# What you are asked to do
From the items below, select and copy each line that contains the string "positive".

[Stored data entries]

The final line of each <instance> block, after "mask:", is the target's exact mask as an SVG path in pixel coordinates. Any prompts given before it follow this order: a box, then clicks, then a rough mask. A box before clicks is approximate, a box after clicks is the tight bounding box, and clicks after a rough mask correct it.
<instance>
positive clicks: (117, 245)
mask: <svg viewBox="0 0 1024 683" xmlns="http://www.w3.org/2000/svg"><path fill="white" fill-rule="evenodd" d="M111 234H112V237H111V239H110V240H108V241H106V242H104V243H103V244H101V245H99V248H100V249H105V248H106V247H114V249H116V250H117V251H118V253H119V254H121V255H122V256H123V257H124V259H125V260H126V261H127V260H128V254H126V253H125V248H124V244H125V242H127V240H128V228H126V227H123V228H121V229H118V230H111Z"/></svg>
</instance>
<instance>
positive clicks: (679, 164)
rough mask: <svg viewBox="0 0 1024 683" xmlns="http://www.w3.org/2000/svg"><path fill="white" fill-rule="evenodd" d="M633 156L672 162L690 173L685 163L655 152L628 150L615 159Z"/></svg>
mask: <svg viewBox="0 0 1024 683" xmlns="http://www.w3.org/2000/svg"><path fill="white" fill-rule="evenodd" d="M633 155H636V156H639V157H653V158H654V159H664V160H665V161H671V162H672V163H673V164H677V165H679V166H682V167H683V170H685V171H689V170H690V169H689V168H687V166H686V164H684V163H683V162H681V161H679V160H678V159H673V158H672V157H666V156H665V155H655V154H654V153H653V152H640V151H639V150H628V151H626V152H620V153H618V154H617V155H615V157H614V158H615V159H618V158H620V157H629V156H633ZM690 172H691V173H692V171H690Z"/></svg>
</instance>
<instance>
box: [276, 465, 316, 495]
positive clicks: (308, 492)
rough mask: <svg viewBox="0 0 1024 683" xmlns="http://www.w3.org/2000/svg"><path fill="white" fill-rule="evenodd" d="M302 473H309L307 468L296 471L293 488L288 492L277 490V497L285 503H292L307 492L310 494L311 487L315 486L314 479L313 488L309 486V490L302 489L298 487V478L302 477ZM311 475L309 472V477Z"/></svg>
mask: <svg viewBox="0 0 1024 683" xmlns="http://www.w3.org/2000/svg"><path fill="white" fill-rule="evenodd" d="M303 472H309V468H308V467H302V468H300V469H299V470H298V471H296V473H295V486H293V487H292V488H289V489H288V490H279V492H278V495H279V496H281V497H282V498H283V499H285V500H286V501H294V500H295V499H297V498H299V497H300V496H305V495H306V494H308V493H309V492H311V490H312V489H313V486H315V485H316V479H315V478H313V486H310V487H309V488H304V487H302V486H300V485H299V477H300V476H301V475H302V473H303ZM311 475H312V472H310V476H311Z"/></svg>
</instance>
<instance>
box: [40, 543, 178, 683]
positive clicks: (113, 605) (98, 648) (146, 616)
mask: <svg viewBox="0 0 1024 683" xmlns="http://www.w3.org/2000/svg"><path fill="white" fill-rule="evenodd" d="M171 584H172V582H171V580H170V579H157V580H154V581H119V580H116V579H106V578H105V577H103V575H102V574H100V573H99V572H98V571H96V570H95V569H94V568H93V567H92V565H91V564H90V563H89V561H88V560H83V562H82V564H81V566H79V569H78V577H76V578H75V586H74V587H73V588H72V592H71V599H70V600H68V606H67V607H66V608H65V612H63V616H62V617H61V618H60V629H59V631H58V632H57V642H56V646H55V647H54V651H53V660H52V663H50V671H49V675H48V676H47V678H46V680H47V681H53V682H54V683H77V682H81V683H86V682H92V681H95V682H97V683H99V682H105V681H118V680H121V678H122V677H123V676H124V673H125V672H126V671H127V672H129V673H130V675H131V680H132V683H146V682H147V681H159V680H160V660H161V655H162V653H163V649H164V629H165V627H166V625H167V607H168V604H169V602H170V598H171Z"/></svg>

# Expected output
positive clicks: (117, 245)
positive clicks: (679, 164)
positive clicks: (308, 492)
positive clicks: (113, 605) (98, 648) (146, 616)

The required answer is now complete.